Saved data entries

= = = = = = =

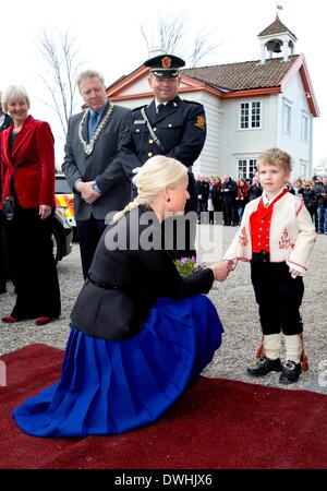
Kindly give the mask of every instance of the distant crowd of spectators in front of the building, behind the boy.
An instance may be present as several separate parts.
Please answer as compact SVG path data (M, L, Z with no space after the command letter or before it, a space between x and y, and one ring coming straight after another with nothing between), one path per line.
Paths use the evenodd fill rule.
M314 176L312 179L296 179L287 183L288 190L303 199L318 233L327 233L327 177ZM222 212L222 224L238 226L245 205L263 193L258 172L252 179L233 179L230 176L196 177L197 214L206 212L207 221L215 223L214 213Z

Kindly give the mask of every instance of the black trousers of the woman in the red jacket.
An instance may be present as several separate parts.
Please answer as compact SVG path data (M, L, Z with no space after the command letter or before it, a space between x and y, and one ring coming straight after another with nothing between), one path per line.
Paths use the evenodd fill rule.
M52 255L53 214L41 220L38 208L16 206L7 221L10 267L17 294L12 315L19 320L60 315L60 290Z

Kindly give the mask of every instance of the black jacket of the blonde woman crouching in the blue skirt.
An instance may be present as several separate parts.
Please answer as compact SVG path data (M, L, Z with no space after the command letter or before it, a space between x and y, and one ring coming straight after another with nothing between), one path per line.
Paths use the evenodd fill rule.
M140 331L158 297L179 299L209 291L214 282L210 268L183 278L167 251L144 250L148 226L153 227L152 238L161 243L161 226L155 214L143 206L109 225L102 233L89 279L71 314L73 325L84 333L125 339Z

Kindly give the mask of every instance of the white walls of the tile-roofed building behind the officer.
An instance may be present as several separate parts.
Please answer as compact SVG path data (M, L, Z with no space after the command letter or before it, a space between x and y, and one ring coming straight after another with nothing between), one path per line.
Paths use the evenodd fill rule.
M183 85L181 85L183 86ZM184 85L184 87L186 87ZM134 95L149 91L147 76L121 92L120 95ZM199 158L194 163L195 176L238 176L238 160L257 158L270 147L279 146L289 152L294 159L292 177L301 176L301 165L307 165L306 177L312 176L312 125L311 116L300 73L288 83L282 94L235 99L219 99L204 91L183 92L181 98L195 100L205 107L207 139ZM118 101L124 107L135 108L148 104L152 97ZM240 129L240 107L243 101L261 100L262 127ZM288 100L292 107L291 134L283 131L283 106ZM302 111L308 118L308 141L301 141Z

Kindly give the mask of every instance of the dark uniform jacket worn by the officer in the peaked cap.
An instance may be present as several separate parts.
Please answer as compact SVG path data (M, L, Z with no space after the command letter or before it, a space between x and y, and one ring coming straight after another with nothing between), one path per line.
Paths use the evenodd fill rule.
M142 167L154 155L166 155L180 160L186 167L192 166L206 139L206 120L202 104L182 100L177 96L159 115L156 113L155 100L145 107L146 116L165 152L150 136L141 109L132 111L129 128L120 145L119 153L126 175L132 178L133 169Z

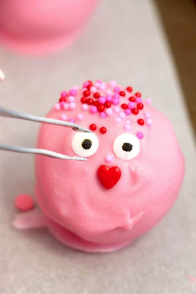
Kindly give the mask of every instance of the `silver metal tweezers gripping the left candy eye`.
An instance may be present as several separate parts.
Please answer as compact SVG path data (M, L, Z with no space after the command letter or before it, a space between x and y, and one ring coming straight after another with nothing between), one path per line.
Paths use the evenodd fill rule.
M58 125L58 126L66 126L66 127L72 128L74 131L91 133L90 130L83 128L81 126L78 126L75 123L71 123L68 121L60 121L60 120L54 119L54 118L35 116L32 114L28 114L28 113L21 113L21 112L12 111L12 110L9 110L9 109L3 108L3 107L0 107L0 114L1 114L1 116L6 116L6 117L10 117L10 118L21 118L21 119L28 120L28 121L37 121L37 122L41 122L41 123L51 123L51 124ZM20 146L10 146L10 145L6 145L6 144L1 144L0 149L6 150L6 151L21 152L21 153L41 154L41 155L45 155L48 157L61 158L61 159L87 160L87 158L84 158L84 157L79 157L79 156L71 157L71 156L61 154L61 153L53 152L53 151L46 150L46 149L40 149L40 148L25 148L25 147L20 147Z

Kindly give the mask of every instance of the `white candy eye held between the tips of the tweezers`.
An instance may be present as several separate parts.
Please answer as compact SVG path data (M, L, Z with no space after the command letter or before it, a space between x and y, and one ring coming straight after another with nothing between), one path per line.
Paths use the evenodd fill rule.
M89 157L97 151L99 141L93 133L78 132L74 135L71 145L77 155Z

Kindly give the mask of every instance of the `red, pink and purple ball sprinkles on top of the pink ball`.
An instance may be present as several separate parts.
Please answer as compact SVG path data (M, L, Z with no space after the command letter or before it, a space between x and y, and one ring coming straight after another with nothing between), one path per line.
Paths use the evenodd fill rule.
M94 84L92 81L86 81L82 85L82 95L79 98L81 102L81 110L89 111L92 115L98 114L100 118L106 118L111 115L115 115L114 121L116 123L122 122L125 118L130 115L138 116L137 123L139 126L147 125L151 126L153 120L149 112L142 112L144 104L141 98L141 93L133 92L133 88L128 86L123 91L116 85L115 81L110 81L107 85L103 81L97 80ZM104 92L104 94L103 94ZM58 110L74 110L76 109L76 96L78 94L78 86L73 86L69 91L62 91L58 103L54 105L54 108ZM123 103L120 100L124 98ZM78 101L77 101L78 102ZM151 98L145 99L145 104L150 105L152 103ZM142 116L142 117L141 117ZM67 113L61 115L63 121L70 121L75 123L75 119L78 121L83 120L83 113L77 113L75 118L68 118ZM96 131L96 124L92 123L89 126L91 131ZM123 125L125 131L131 130L131 121L129 119L125 120ZM99 128L100 133L106 133L107 129L102 126ZM141 131L136 133L139 139L143 138L143 133Z

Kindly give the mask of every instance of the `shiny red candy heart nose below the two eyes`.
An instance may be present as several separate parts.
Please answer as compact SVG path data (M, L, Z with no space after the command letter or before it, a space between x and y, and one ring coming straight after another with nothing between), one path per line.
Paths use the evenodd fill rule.
M102 183L103 187L106 189L112 188L120 179L121 171L118 166L109 166L102 165L98 168L98 178Z

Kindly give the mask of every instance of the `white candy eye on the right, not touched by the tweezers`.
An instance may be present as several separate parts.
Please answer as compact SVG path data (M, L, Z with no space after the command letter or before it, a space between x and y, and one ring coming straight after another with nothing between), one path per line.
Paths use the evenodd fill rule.
M115 139L113 150L118 158L130 160L138 155L140 142L132 134L122 134Z

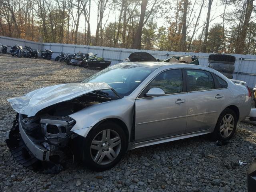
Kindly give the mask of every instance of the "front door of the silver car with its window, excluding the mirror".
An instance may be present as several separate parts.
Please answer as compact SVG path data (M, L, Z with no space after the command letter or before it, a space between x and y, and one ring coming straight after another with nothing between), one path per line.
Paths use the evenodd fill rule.
M144 88L135 101L135 142L183 134L188 114L188 94L182 69L166 70ZM164 96L146 96L150 88L164 90Z

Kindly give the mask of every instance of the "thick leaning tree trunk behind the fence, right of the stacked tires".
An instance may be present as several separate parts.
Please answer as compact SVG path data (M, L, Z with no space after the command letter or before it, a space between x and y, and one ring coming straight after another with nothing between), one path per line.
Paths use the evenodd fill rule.
M253 1L254 0L248 0L247 6L246 6L246 13L244 16L244 22L242 24L242 30L239 32L239 40L238 44L236 45L236 54L243 54L244 53L244 44L245 44L245 38L246 38L246 32L249 26L249 22L252 15L252 9L253 9Z

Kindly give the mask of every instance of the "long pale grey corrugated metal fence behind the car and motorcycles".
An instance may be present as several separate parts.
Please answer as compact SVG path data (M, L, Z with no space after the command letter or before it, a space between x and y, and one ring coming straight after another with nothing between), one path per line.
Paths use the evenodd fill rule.
M171 56L193 56L198 58L200 65L208 66L209 53L194 53L194 52L174 52L174 51L154 51L154 50L136 50L136 49L124 49L124 48L110 48L100 46L88 46L88 45L74 45L74 44L58 44L58 43L40 43L27 41L24 39L16 39L10 37L0 36L0 44L8 45L8 50L14 44L20 44L21 46L30 46L33 49L40 51L50 49L54 53L52 58L55 58L60 52L66 53L82 53L93 52L98 54L99 57L104 57L106 60L112 61L111 64L117 64L122 62L132 52L148 52L154 57L160 60L170 58ZM242 80L247 82L250 88L254 88L256 83L256 55L241 55L233 54L236 57L235 72L233 75L234 79Z

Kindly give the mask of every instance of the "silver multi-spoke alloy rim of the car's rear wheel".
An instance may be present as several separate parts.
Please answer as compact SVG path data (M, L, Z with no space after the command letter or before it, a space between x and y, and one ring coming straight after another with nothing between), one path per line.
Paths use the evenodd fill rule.
M226 114L220 122L220 134L222 137L227 138L230 136L234 129L234 117L231 114Z

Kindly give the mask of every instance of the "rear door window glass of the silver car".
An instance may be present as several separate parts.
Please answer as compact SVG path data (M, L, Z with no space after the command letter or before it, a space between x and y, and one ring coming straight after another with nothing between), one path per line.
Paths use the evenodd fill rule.
M188 91L203 91L214 89L214 80L208 71L186 69Z

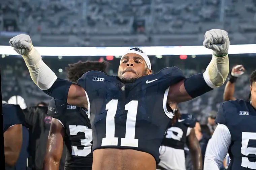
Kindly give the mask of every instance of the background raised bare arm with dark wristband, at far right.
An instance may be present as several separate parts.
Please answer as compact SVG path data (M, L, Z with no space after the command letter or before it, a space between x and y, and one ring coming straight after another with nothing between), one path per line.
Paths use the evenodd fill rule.
M235 92L235 81L237 77L241 76L244 74L245 68L243 65L234 65L229 76L228 76L228 81L225 86L225 90L223 93L223 100L228 101L228 100L235 100L236 98L234 97L234 92Z

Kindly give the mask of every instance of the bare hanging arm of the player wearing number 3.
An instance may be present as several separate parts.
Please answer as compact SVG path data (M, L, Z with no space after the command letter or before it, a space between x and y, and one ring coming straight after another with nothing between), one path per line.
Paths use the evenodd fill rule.
M43 170L59 170L63 151L65 131L58 119L52 118L48 136L46 154L43 161Z

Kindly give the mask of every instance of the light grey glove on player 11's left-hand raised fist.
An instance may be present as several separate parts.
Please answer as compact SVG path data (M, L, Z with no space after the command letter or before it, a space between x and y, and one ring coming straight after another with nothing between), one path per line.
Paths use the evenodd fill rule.
M27 55L33 48L29 35L20 34L10 39L10 46L20 55Z

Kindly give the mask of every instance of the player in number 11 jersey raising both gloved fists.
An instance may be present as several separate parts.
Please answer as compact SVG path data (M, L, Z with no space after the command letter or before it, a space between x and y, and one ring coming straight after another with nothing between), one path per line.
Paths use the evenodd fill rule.
M149 57L135 47L121 57L118 76L89 71L77 84L58 78L28 35L15 36L9 44L22 55L32 80L47 95L88 108L93 169L155 170L176 105L220 87L228 75L227 32L210 30L204 38L203 45L213 50L204 73L186 78L179 68L167 67L152 74Z

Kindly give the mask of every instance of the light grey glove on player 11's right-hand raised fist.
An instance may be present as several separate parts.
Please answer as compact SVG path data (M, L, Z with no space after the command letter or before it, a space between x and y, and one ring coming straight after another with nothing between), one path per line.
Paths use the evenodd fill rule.
M225 30L212 29L204 34L203 45L212 49L215 56L224 56L230 45L228 33Z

= = = = = = =

- ABOUT THIS EXERCISE -
Gather each line of the records holding the string "tweezers".

- PROBLEM SOLUTION -
Kindly give the mask of every instance of the `silver metal tweezers gripping the left candy eye`.
Kindly give the mask of every instance of the `white candy eye held between the tips of the tweezers`.
Kindly give the mask of every instance of the `white candy eye on the right, not touched by the tweezers`.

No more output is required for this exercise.